THE TASK >> Whatever the records below say, write them all out exactly.

DATA >>
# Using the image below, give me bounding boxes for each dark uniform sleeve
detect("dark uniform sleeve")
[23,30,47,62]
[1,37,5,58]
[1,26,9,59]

ANSWER TO THIS PROBLEM >>
# Using the image below, give me bounding boxes for each dark uniform sleeve
detect("dark uniform sleeve")
[23,30,47,62]
[1,37,5,58]
[1,26,9,59]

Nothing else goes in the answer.